→ WHAT THIS EXERCISE ASKS
[A] Using the news excerpt on the prayer-site protests, decide whether each statement agrees with it: (i) the protesters who spoke to The Quint said their movement was against the community; (ii) Bharti belongs to the Bharat Mata Vahini; (iii) prayers in Sector 47 were offered peacefully on 22 October after four weeks of interruption. Answer yes or no for each and quote the deciding words.
[B] Recast the paragraph of the news excerpt on the prayer-site protests that begins "“We have rejected the offer to move" as a short bulleted list that keeps its main facts.
[C] According to the news excerpt on the prayer-site protests, what reason did the protesters who spoke to The Quint give for their concern about the locality's safety and security? Answer in one to three sentences.

Claims of Wrongdoings and Role of Dinesh Bharti

Several protesters, who spoke to The Quint anonymously, said that the concerns were about the “safety and security” of the locality and that the movement was not against the community. They said that there have been several “outsiders” coming to the area and pose a security threat.

“We have tried to understand from the residents what their exact problem is. We are being accused of wrongdoings. Even the police has asked them if any such incident has been reported anywhere or if any such complaint has been filed by anybody. They could not prove it,” Ahmad said.

“If somebody tells me that there had been an accident on the road and two people died. I haven’t seen it, but I am most likely to believe it and probably tell more people. Dinesh Bharti called the prayers as ‘land jihad’ and alleged that we will seize this land. It’s disappointing that some intelligent people get influenced by people like him,” Mufti Salim said.

Bharti, a member of the Bharat Mata Vahini, has been arrested for instigating the protests and disrupting Friday prayers in the past. A video shared on social media of him on 8 October, in which he can be seen singing bhajans along with protesters in Sector 47, also went viral.

“We have rejected the offer to move to an alternate location. Such incidents have happened in the past too. Dinesh Bharti had played the same game in the month of March in Sector 39. He had gathered people there and made sure that prayers don’t happen there anymore. He did the same in Sector 40. Later, prayers were stopped in Sector 43 as well. Prayers could never resume at those sites. We have been trying to speak to authorities about those sites but to no avail,” Ahmad said.

Ahmad said that Bharti had showed up with a few of his men on 10 and 17 September at the prayer site in Sector 47 and then allegedly mobilised a few more residents in the coming weeks and made it into a whole movement.

Peace at One Praying Site, Unrest at Another

Even as prayers were offered peacefully on 22 October in Sector 47 after four weeks of interruption, a prayer site at Sector 12 witnessed sloganeering and chants of “Jai Shree Ram” by locals and members of groups like the Bajrang Dal and the Vishwa Hindu Parishad (VHP).

→ ENTRIES SUPPLIED
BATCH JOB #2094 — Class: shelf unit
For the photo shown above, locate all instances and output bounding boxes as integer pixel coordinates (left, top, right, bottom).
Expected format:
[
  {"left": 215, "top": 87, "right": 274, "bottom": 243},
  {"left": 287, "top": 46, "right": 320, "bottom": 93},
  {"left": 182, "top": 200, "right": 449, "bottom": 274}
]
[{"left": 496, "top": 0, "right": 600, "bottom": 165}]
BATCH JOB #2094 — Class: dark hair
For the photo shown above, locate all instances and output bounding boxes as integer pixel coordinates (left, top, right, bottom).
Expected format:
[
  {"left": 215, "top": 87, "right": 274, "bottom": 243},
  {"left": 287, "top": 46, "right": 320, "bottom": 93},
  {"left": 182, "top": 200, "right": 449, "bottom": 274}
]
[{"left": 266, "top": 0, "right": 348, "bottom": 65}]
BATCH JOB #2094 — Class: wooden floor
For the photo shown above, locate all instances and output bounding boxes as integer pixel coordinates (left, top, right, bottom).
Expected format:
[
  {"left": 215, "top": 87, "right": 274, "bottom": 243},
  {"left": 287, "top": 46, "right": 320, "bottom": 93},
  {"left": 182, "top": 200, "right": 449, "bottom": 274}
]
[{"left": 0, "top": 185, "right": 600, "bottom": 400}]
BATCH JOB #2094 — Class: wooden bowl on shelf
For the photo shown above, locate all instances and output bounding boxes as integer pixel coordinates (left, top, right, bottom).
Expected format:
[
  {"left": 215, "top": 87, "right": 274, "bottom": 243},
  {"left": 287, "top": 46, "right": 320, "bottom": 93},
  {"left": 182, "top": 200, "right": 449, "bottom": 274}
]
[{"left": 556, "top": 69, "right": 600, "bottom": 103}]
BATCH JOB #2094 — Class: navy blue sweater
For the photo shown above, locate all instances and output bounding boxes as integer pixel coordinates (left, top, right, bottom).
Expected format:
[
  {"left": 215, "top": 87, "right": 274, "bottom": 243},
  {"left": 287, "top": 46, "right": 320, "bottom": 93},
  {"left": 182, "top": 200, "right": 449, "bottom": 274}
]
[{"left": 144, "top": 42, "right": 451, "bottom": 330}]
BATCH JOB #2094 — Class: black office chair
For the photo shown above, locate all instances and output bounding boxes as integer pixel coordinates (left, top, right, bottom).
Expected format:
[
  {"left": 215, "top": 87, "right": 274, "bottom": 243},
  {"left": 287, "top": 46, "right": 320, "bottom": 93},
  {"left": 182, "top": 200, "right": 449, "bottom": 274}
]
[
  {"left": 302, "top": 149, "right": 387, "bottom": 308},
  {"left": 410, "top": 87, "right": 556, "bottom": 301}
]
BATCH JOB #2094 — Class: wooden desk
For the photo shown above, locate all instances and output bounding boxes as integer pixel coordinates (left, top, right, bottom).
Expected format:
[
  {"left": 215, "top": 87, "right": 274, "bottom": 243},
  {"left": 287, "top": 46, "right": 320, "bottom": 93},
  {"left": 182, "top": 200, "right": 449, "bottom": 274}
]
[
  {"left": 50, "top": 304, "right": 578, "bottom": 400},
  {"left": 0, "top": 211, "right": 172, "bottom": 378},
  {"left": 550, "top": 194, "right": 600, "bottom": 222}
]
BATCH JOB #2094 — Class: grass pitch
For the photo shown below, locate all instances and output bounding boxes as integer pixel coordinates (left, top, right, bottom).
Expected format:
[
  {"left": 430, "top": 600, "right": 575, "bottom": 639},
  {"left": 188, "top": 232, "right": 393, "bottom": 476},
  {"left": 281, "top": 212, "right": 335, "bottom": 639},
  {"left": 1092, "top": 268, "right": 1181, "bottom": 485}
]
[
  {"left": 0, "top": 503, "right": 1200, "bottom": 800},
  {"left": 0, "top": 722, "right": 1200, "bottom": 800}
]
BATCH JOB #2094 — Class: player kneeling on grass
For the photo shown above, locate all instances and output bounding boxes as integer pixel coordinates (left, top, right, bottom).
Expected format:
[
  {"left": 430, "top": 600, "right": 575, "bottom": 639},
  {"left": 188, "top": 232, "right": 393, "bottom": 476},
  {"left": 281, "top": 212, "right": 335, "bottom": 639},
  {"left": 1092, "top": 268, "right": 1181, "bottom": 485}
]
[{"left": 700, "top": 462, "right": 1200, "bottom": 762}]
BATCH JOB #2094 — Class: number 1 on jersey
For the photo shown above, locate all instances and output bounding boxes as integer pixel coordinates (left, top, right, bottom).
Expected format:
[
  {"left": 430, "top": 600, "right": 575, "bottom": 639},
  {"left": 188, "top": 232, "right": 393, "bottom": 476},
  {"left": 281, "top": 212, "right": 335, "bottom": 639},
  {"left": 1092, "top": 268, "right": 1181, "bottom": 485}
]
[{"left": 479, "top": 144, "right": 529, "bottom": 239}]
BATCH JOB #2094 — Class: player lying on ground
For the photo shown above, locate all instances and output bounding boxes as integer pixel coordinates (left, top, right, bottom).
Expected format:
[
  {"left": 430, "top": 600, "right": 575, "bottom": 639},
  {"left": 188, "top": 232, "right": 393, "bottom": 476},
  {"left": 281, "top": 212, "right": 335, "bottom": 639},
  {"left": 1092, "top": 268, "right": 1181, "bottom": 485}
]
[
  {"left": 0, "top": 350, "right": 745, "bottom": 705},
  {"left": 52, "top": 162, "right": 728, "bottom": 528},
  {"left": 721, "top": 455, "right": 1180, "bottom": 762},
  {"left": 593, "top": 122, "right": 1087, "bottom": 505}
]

→ ANSWERS BY ITEM NUMBER
[A]
(i) No: "the movement was not against the community"
(ii) Yes: "Bharti, a member of the Bharat Mata Vahini"
(iii) Yes: "prayers were offered peacefully on 22 October in Sector 47 after four weeks of interruption"

[B]
- The offer to move to an alternate location has been rejected.
- Such incidents have happened before.
- In March, Dinesh Bharti gathered people in Sector 39 and ensured that prayers stopped there. He did the same in Sector 40.
- Prayers were later stopped in Sector 43 as well.
- Prayers never resumed at those sites, and attempts to speak to authorities about them have failed.

[C] The protesters said that several "outsiders" had been coming to the area. They said these outsiders posed a security threat.